DESCRIPTION OF THE TASK: Filter by the string "Find": return the lines of the material that contain it.

AVAILABLE DATA:
::::

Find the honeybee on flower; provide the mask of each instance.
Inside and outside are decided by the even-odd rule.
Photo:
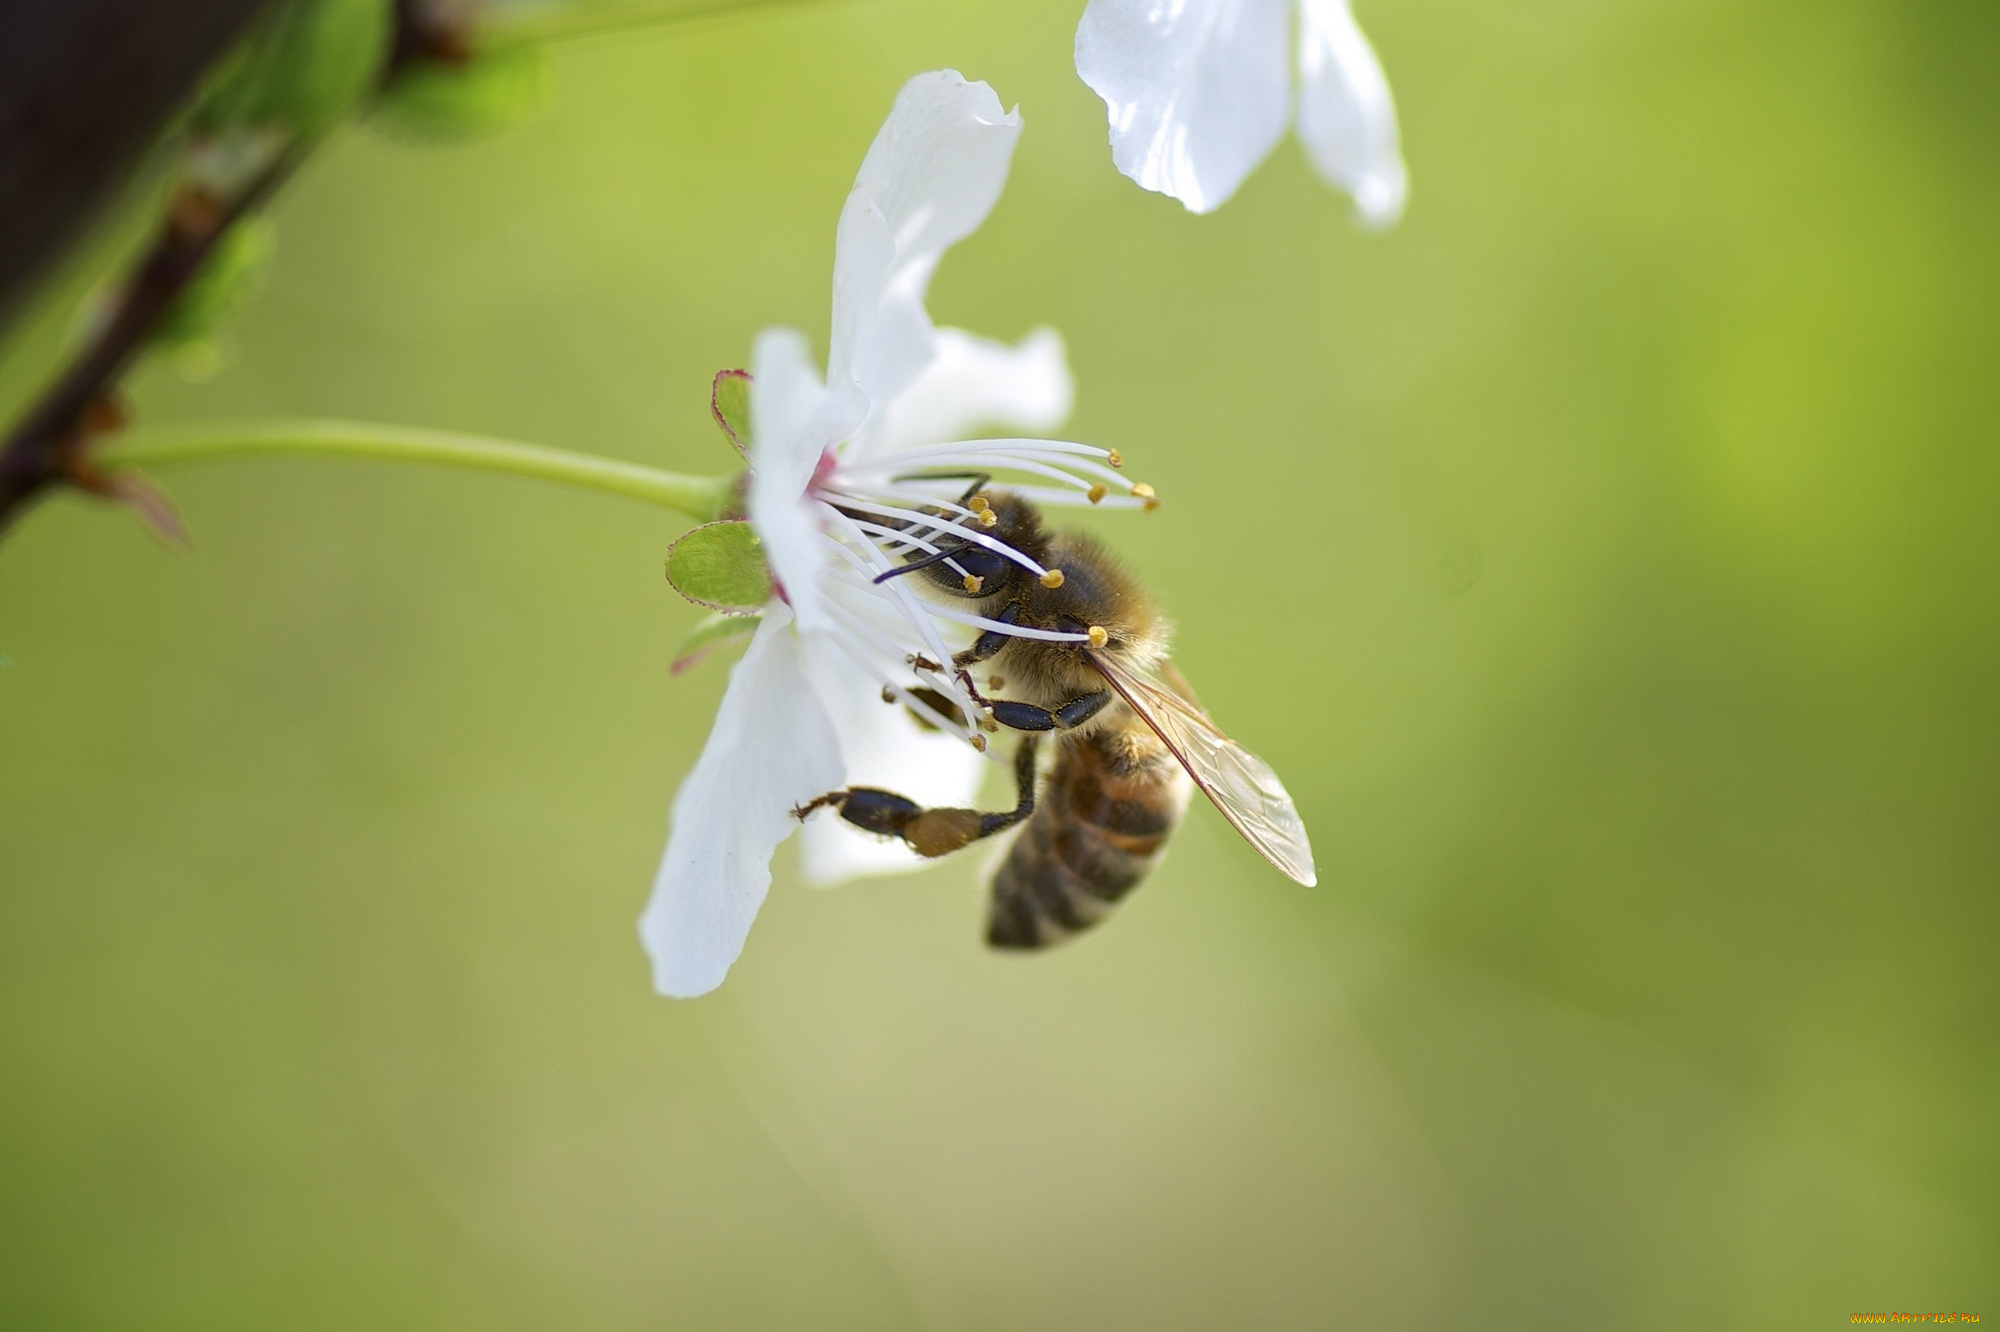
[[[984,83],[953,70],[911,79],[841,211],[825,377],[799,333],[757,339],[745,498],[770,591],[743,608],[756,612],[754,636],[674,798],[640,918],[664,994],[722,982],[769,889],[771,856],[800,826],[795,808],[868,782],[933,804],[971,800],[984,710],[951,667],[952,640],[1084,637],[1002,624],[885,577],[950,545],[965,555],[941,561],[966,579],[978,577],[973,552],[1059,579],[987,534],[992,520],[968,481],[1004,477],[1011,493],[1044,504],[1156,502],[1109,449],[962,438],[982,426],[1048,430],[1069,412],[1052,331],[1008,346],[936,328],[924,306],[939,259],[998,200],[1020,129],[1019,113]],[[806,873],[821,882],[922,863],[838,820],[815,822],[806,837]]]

::::

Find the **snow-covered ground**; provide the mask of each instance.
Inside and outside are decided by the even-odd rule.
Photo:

::::

PROBLEM SOLUTION:
Find the honeybee on flower; provide the mask of each instance.
Find the **snow-covered ground**; provide the mask of each instance.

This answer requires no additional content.